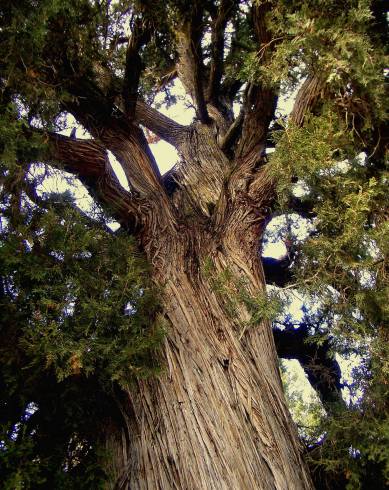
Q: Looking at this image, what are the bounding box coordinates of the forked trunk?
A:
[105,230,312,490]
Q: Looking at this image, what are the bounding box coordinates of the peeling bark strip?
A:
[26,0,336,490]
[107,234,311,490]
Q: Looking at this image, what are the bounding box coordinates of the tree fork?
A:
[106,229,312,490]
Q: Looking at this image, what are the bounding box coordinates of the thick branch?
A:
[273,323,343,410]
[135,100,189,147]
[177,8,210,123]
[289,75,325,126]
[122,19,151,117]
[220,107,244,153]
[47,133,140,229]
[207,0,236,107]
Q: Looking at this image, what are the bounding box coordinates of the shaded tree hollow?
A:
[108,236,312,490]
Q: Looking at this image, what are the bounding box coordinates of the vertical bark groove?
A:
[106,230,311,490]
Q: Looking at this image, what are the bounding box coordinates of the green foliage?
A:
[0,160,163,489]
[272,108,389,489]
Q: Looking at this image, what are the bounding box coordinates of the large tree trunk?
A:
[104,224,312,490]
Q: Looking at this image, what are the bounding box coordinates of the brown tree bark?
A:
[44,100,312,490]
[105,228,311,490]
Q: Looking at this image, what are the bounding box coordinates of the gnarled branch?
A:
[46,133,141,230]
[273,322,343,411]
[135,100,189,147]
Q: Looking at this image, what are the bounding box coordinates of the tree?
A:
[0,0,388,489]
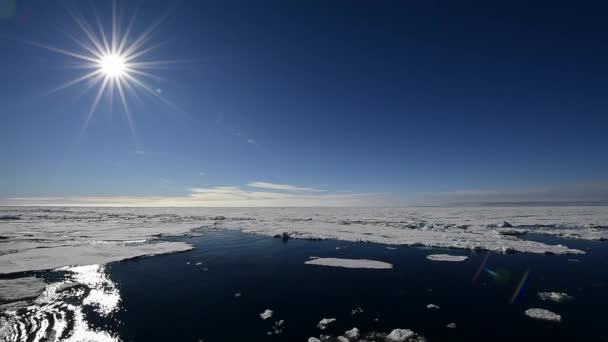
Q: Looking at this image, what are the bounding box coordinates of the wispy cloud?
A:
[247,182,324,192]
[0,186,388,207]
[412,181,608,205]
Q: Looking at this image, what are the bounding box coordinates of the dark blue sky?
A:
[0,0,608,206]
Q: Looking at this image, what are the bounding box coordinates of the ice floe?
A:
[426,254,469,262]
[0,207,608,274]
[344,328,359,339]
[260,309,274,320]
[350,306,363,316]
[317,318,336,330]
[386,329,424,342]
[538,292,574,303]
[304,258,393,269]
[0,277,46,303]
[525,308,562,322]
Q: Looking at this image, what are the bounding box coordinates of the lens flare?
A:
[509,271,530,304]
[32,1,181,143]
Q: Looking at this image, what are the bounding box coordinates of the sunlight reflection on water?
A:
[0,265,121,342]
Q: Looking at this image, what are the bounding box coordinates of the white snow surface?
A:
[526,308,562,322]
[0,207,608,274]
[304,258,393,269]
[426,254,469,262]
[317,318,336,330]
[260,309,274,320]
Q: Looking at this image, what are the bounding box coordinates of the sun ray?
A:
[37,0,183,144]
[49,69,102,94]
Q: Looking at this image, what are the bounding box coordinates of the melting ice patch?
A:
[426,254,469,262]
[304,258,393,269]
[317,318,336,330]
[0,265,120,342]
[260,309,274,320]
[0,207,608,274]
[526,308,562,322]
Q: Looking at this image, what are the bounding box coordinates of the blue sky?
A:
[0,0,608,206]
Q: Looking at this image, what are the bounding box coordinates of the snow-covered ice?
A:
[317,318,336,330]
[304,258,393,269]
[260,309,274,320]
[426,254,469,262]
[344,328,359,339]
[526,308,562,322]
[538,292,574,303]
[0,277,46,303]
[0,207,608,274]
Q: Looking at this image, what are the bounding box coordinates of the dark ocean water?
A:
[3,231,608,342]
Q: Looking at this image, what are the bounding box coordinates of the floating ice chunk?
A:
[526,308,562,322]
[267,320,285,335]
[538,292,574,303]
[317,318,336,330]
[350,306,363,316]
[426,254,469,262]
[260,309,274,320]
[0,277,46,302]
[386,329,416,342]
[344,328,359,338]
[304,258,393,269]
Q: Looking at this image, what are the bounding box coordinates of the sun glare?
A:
==
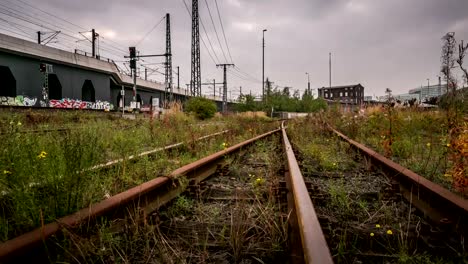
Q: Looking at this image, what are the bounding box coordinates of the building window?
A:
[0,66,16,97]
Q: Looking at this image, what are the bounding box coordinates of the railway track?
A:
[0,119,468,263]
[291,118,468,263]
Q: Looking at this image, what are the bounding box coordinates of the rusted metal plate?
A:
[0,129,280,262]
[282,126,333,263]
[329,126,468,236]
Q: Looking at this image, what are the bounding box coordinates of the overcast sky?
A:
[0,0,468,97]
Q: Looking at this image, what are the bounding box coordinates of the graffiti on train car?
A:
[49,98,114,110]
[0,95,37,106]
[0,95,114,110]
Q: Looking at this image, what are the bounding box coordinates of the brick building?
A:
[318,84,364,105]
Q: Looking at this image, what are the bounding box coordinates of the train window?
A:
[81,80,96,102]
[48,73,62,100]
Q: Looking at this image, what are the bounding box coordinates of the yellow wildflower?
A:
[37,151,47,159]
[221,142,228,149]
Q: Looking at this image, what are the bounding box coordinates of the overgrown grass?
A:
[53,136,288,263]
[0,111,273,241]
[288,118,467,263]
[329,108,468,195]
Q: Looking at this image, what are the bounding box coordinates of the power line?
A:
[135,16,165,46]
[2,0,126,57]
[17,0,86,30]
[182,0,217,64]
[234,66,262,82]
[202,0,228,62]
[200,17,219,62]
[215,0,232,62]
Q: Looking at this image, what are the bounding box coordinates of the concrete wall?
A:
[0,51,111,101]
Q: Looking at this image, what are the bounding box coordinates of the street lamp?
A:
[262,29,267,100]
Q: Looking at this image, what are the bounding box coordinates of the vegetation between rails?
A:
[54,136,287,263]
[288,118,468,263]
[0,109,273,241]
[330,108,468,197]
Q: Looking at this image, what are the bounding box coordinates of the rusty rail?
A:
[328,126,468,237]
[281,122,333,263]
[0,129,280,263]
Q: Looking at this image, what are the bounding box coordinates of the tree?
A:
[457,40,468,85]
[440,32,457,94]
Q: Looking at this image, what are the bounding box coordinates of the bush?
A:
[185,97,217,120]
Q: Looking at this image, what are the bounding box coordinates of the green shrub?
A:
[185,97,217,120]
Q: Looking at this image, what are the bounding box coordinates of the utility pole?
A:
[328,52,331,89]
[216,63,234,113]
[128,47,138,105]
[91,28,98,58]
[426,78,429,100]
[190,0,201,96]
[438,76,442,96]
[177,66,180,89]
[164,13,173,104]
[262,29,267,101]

### Work required
Can you copy, word for word, the stretch of the items that opens with the line containing "melting ice patch?" and closes with the line containing "[3,231,608,342]", with both of those lines included?

### Problem solution
Q: Looking at this image, what are the bounding box coordinates of the melting ice patch?
A:
[426,254,469,262]
[304,258,393,269]
[317,318,336,330]
[0,265,120,342]
[260,309,274,320]
[0,207,608,274]
[526,308,562,322]
Q: Looking at this image, what are the bounding box coordinates of the blue sky?
A:
[0,0,608,206]
Q: Looking at this image, what are the bounding box coordinates of the snow-covered ice?
A:
[317,318,336,330]
[304,258,393,269]
[260,309,274,320]
[426,254,469,262]
[344,328,359,339]
[526,308,562,322]
[538,292,574,303]
[0,277,46,303]
[0,207,608,274]
Q: Looking at this image, what are the bounding box coordinates of the dark ocean water?
A:
[3,231,608,342]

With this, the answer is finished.